Dataset excerpts:
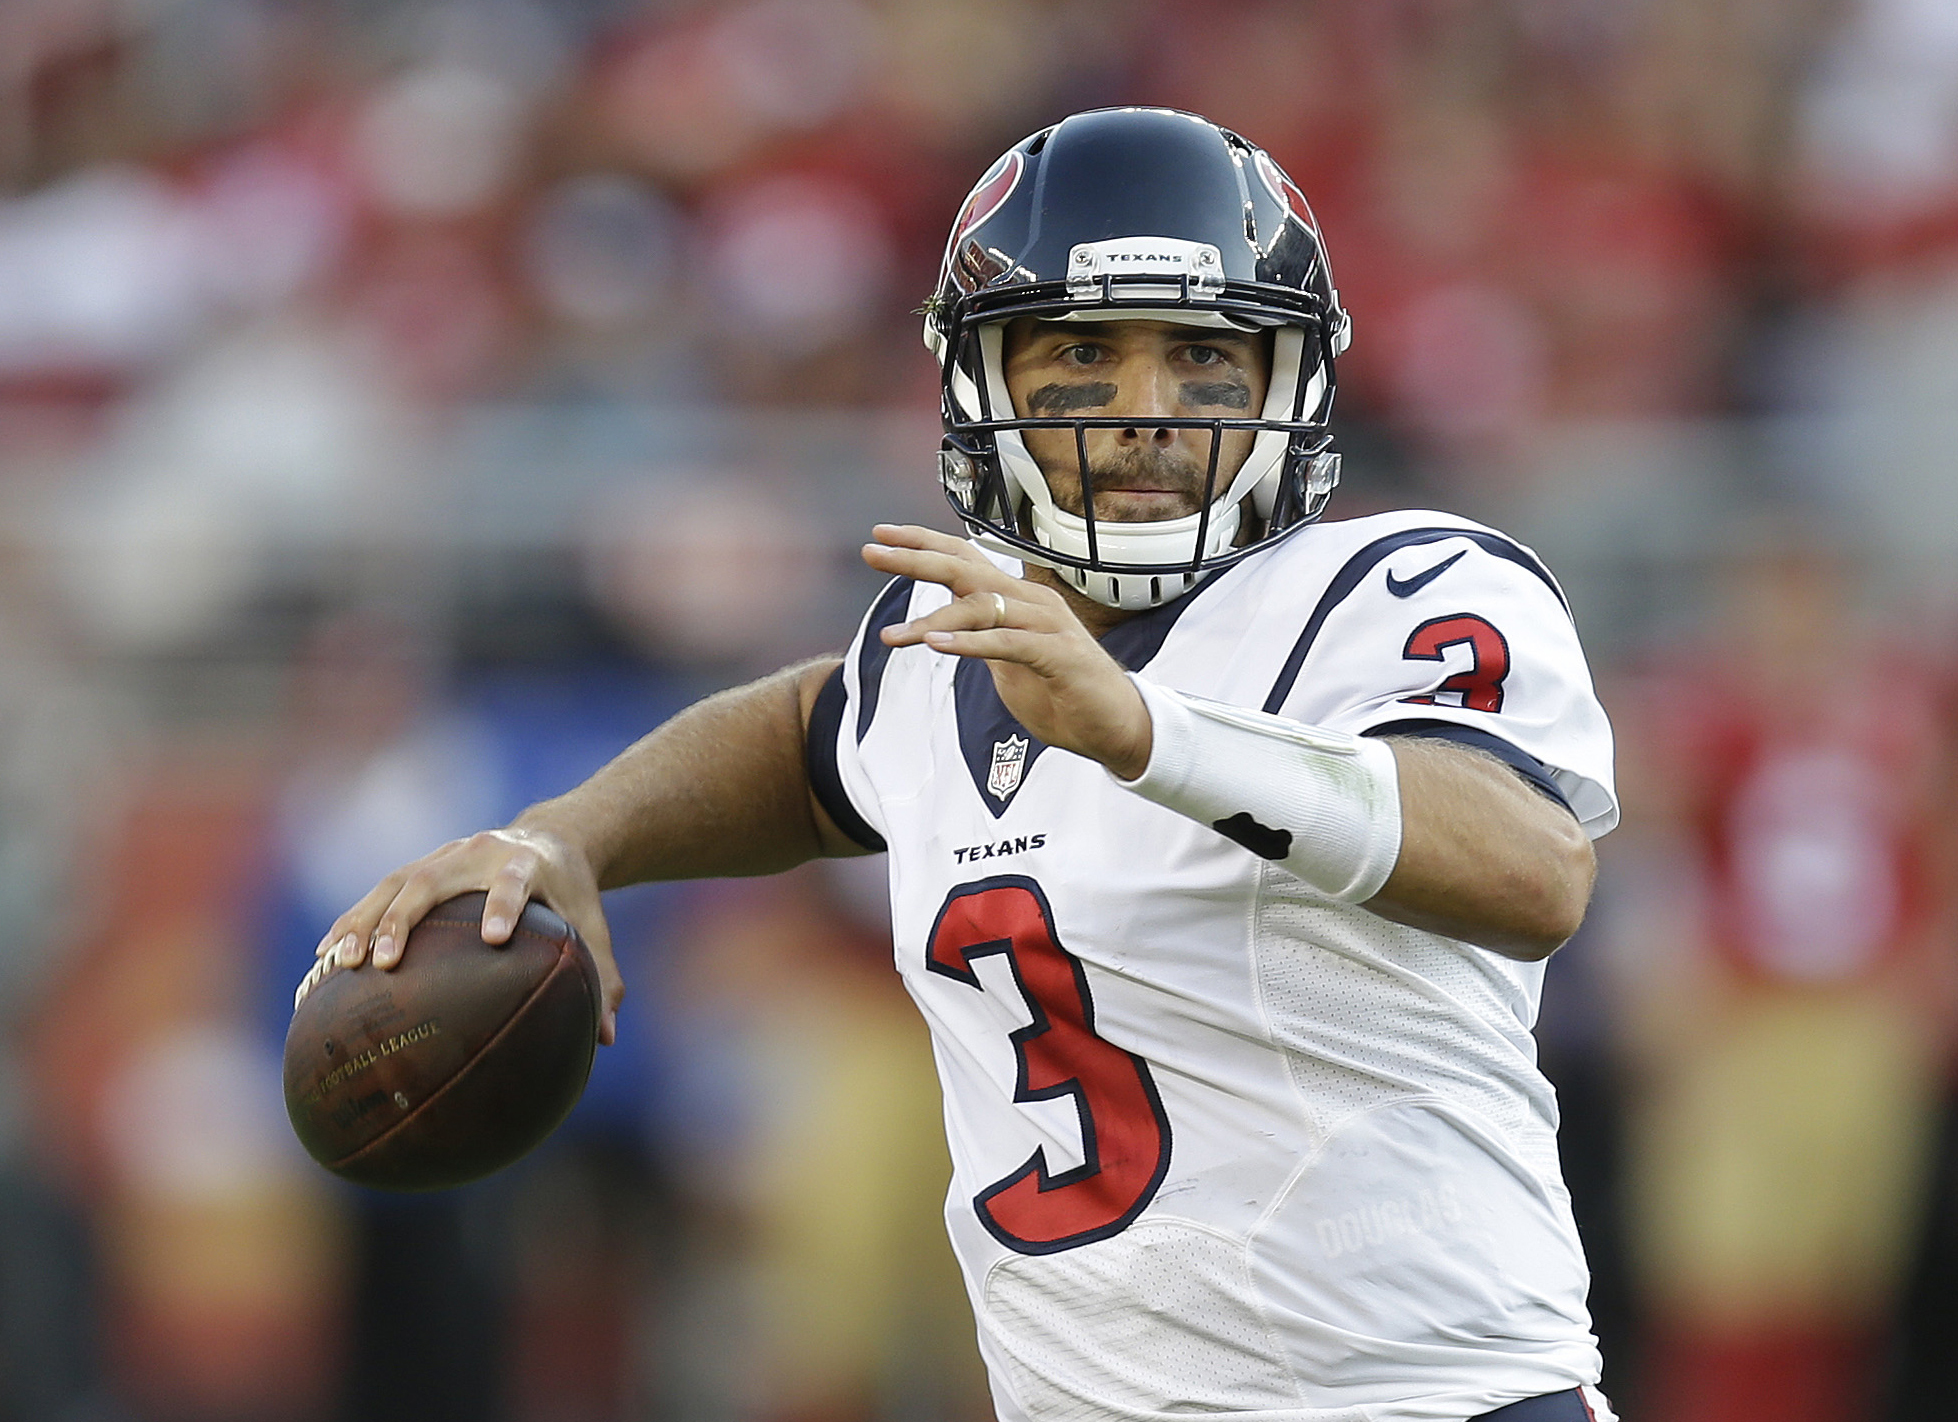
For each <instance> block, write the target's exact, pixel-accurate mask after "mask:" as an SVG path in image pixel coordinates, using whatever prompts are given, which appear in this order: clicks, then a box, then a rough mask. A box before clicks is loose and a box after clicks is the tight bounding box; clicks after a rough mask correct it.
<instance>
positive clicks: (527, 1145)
mask: <svg viewBox="0 0 1958 1422" xmlns="http://www.w3.org/2000/svg"><path fill="white" fill-rule="evenodd" d="M484 897H486V895H482V893H464V895H462V897H456V899H448V901H446V903H439V905H435V909H431V911H429V915H427V917H425V919H423V921H421V923H419V924H415V928H413V930H411V932H409V934H407V950H405V952H403V956H401V964H399V966H397V968H394V970H392V972H386V973H384V972H380V970H376V968H372V966H364V968H358V970H352V972H349V970H315V979H309V981H311V987H309V989H307V993H305V995H303V999H302V1001H300V1005H298V1009H296V1011H294V1015H292V1026H288V1028H286V1114H288V1116H292V1128H294V1132H296V1134H298V1136H300V1142H302V1144H303V1146H305V1150H307V1152H309V1154H311V1156H313V1160H317V1161H319V1163H321V1165H325V1167H327V1169H331V1171H333V1173H335V1175H341V1177H345V1179H350V1181H354V1183H358V1185H374V1187H378V1189H390V1191H433V1189H444V1187H448V1185H462V1183H466V1181H472V1179H480V1177H484V1175H488V1173H491V1171H495V1169H501V1167H503V1165H509V1163H511V1161H513V1160H517V1158H519V1156H523V1154H525V1152H529V1150H531V1148H533V1146H536V1144H538V1142H540V1140H542V1138H544V1136H548V1134H550V1132H552V1130H554V1128H556V1126H558V1122H560V1120H564V1116H566V1114H568V1113H570V1109H572V1107H574V1105H576V1103H578V1097H580V1093H583V1089H585V1079H587V1077H589V1075H591V1056H593V1052H595V1050H597V1040H599V973H597V966H595V964H593V962H591V950H589V948H585V944H583V940H582V938H580V936H578V934H576V932H574V930H572V926H570V924H568V923H564V919H560V917H558V915H554V913H552V911H550V909H546V907H544V905H540V903H531V905H529V907H525V911H523V919H519V921H517V928H515V932H511V936H509V942H505V944H495V946H491V944H486V942H484V940H482V915H484Z"/></svg>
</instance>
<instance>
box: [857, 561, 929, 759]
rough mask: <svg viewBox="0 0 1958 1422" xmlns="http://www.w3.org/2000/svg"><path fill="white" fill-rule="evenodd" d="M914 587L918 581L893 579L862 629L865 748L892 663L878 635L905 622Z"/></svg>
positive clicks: (859, 700) (862, 721)
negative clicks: (883, 670) (883, 684)
mask: <svg viewBox="0 0 1958 1422" xmlns="http://www.w3.org/2000/svg"><path fill="white" fill-rule="evenodd" d="M914 586H916V580H912V578H893V580H891V584H889V586H887V588H885V590H883V592H881V593H877V601H875V603H871V607H869V619H867V621H865V625H863V644H862V646H860V648H858V744H863V736H867V735H869V723H871V719H873V717H875V715H877V695H879V693H881V691H883V668H885V664H889V660H891V648H889V646H885V644H883V639H881V637H877V633H881V631H883V629H885V627H895V625H897V623H901V621H905V611H907V609H909V607H910V590H912V588H914Z"/></svg>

▸ **TO DO**
Transcribe every entry above exactly. Omit all pictures.

▸ **ANSWER TO THIS EXERCISE**
For each <instance> block, write the target's exact, pixel-accurate mask after "mask:" as an SVG path in image pixel coordinates, using whatever prompts are given, which appear in this order: clicks, then a box, then a rough mask. A box before clicks is loose and a box after clicks is the tight bounding box; clicks after a rough mask correct it.
<instance>
positive clicks: (527, 1145)
mask: <svg viewBox="0 0 1958 1422" xmlns="http://www.w3.org/2000/svg"><path fill="white" fill-rule="evenodd" d="M484 897H486V895H482V893H464V895H462V897H456V899H448V901H446V903H439V905H435V909H431V911H429V915H427V917H425V919H423V921H421V923H419V924H415V928H413V930H411V932H409V934H407V950H405V952H403V956H401V964H399V966H397V968H394V970H392V972H386V973H384V972H380V970H376V968H372V966H364V968H358V970H352V972H349V970H315V979H309V981H311V987H309V989H307V993H305V995H303V999H302V1001H300V1005H298V1009H296V1011H294V1015H292V1026H288V1028H286V1114H288V1116H292V1128H294V1132H296V1134H298V1136H300V1142H302V1144H303V1146H305V1150H307V1152H309V1154H311V1156H313V1160H317V1161H319V1163H321V1165H325V1167H327V1169H331V1171H333V1173H335V1175H341V1177H345V1179H350V1181H354V1183H358V1185H374V1187H378V1189H390V1191H433V1189H444V1187H448V1185H462V1183H466V1181H472V1179H480V1177H484V1175H488V1173H491V1171H495V1169H501V1167H503V1165H509V1163H511V1161H513V1160H517V1158H519V1156H523V1154H525V1152H529V1150H531V1148H533V1146H536V1144H538V1142H540V1140H542V1138H544V1136H548V1134H550V1132H552V1130H554V1128H556V1126H558V1122H560V1120H564V1116H566V1114H568V1113H570V1109H572V1107H574V1105H576V1103H578V1097H580V1093H583V1089H585V1079H587V1077H589V1075H591V1056H593V1052H595V1050H597V1040H599V973H597V966H595V964H593V962H591V950H589V948H585V944H583V940H582V938H580V936H578V934H576V932H574V930H572V926H570V924H568V923H564V919H560V917H558V915H554V913H552V911H550V909H546V907H544V905H540V903H531V905H529V907H525V911H523V919H519V921H517V928H515V932H511V936H509V942H505V944H495V946H491V944H486V942H484V940H482V915H484Z"/></svg>
</instance>
<instance>
box: [857, 561, 929, 759]
rough mask: <svg viewBox="0 0 1958 1422" xmlns="http://www.w3.org/2000/svg"><path fill="white" fill-rule="evenodd" d="M914 587L918 581L893 579L862 629L865 748L892 663L878 635L905 622Z"/></svg>
positive clicks: (859, 700) (862, 721)
negative clicks: (883, 670) (883, 684)
mask: <svg viewBox="0 0 1958 1422" xmlns="http://www.w3.org/2000/svg"><path fill="white" fill-rule="evenodd" d="M914 586H916V580H912V578H893V580H891V584H889V586H887V588H885V590H883V592H881V593H877V601H875V603H871V607H869V619H867V621H865V625H863V644H862V646H860V648H858V744H863V736H867V735H869V723H871V719H873V717H875V715H877V695H879V693H881V691H883V668H885V664H889V660H891V648H889V646H885V644H883V639H881V637H877V633H881V631H883V629H885V627H895V625H897V623H901V621H905V611H907V609H909V607H910V590H912V588H914Z"/></svg>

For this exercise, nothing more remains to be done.